EXERCISE DATA =
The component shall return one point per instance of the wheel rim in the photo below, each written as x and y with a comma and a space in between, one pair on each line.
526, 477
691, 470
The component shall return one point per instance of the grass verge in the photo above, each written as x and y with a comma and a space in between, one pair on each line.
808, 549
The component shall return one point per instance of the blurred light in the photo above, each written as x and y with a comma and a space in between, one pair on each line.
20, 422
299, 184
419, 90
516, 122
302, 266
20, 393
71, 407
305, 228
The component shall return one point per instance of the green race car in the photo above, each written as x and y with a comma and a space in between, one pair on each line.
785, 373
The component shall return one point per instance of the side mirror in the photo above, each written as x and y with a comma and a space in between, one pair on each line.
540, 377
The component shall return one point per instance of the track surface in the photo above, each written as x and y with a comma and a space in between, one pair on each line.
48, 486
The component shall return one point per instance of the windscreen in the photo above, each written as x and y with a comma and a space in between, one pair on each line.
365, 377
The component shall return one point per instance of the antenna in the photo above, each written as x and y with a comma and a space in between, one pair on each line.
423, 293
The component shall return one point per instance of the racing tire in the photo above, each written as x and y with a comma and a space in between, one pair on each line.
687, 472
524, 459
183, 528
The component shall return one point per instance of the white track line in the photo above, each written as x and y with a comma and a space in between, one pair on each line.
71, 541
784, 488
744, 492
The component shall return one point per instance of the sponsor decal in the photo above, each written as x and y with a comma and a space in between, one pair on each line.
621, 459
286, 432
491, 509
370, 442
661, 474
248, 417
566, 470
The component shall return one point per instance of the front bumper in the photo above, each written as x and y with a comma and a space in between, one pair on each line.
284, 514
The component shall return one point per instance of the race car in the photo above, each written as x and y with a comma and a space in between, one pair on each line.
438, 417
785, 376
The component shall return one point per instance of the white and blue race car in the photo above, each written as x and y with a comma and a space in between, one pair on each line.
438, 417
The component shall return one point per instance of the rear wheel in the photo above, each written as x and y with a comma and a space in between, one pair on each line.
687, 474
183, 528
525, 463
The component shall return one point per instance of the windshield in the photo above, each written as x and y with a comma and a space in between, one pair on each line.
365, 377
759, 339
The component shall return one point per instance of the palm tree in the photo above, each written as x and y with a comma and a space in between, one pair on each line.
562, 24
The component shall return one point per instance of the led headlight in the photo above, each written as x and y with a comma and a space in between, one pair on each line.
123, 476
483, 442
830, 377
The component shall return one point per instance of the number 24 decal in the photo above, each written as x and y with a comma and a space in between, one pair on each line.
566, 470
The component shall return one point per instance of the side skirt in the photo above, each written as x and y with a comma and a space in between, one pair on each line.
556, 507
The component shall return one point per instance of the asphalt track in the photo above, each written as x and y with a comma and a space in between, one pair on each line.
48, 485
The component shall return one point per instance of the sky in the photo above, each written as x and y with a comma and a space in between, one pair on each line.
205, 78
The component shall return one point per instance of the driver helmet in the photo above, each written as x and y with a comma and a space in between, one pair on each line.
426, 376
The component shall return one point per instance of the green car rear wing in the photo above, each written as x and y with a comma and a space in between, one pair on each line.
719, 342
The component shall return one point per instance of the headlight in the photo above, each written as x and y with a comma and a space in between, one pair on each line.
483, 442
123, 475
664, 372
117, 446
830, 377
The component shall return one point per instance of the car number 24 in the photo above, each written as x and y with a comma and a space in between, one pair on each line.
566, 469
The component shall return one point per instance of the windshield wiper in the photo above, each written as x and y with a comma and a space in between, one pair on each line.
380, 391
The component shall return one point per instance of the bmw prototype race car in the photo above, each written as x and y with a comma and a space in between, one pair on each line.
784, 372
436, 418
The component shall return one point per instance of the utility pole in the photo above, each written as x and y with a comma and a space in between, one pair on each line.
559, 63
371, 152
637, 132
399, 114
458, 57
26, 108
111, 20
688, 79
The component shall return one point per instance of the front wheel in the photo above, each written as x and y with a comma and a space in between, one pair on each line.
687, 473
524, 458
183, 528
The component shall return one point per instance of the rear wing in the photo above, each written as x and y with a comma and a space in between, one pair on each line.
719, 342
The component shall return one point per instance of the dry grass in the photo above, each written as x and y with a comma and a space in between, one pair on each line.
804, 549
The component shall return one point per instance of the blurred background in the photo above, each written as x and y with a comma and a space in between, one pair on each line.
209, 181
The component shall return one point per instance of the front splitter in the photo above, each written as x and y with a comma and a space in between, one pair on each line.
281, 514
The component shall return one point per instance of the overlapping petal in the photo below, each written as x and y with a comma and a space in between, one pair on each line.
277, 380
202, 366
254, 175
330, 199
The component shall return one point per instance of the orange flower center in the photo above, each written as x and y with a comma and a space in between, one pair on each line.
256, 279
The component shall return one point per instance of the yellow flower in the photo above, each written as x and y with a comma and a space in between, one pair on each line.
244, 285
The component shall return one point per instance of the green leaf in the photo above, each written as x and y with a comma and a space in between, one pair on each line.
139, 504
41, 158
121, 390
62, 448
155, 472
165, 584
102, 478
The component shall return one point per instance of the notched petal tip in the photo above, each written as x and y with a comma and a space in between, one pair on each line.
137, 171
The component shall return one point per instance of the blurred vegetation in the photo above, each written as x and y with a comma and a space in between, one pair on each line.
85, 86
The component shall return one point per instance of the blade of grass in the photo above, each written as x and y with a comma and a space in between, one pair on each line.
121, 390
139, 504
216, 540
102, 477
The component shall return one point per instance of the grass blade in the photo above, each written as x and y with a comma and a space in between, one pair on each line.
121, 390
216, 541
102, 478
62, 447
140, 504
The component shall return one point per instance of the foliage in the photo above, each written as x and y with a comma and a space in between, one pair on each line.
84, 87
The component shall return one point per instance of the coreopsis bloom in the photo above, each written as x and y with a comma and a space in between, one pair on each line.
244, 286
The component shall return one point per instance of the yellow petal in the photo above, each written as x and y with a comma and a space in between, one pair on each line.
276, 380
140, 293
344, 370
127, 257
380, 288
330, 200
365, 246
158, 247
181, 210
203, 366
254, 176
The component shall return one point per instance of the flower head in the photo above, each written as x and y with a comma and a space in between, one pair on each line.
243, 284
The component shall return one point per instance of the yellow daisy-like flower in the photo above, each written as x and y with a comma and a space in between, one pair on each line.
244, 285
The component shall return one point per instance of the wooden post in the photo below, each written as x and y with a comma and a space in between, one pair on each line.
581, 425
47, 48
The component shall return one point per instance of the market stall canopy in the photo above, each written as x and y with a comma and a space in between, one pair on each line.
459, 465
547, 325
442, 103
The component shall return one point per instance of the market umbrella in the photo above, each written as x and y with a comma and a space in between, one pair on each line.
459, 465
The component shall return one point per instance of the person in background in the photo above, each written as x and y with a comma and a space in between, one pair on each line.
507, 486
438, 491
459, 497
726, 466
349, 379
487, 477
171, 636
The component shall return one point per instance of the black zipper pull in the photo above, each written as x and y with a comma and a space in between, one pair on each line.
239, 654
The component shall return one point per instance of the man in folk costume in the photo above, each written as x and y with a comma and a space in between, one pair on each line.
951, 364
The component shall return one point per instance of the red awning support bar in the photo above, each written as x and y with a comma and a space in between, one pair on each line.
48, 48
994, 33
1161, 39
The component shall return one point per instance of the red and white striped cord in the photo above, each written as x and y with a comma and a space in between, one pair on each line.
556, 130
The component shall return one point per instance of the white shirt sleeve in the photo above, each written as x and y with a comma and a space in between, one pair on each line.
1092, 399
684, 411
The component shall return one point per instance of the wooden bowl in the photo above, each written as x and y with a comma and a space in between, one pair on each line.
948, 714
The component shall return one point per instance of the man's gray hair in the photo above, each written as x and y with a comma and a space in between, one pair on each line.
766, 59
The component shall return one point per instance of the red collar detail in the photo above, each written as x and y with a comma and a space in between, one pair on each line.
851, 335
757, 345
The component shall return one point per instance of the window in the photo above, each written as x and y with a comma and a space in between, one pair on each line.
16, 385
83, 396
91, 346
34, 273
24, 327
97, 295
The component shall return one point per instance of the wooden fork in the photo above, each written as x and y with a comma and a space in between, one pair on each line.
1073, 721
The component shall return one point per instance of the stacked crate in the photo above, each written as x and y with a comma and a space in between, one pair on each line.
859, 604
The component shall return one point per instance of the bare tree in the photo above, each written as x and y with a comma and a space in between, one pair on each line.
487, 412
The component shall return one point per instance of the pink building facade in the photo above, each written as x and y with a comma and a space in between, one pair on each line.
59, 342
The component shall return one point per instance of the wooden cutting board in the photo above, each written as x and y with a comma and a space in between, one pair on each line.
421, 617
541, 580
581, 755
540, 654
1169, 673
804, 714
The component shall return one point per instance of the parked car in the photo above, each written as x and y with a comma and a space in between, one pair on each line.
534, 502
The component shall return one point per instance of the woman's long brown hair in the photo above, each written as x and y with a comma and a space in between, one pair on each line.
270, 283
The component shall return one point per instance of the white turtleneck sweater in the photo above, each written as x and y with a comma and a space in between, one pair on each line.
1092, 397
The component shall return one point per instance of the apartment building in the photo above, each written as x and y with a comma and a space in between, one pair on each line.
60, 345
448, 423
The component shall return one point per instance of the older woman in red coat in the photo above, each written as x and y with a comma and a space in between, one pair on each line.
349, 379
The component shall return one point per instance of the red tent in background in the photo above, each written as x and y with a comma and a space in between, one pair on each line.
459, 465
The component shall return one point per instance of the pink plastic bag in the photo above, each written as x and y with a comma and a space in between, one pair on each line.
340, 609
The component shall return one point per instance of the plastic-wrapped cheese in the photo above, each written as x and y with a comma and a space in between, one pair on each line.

REQUIRED WORK = Please retype exactly the line containing "the red tent" and each line after it to the end of the records, and nothing more.

RESULT OF THIS EXERCISE =
The component shall return one point per instance of the red tent in background in the photo above, each written as x and y with a comma and a space in between, one pair on each line.
459, 465
The component shall return one point per instance of the pink plastic bag in the photo above, each written as x and y with a comma and a space in between, one pair on each line.
340, 609
The component shall return one point per instance of the plastic-wrapped cheese in the photo above, each written as x and y with a comma and a space in between, one pair on each line.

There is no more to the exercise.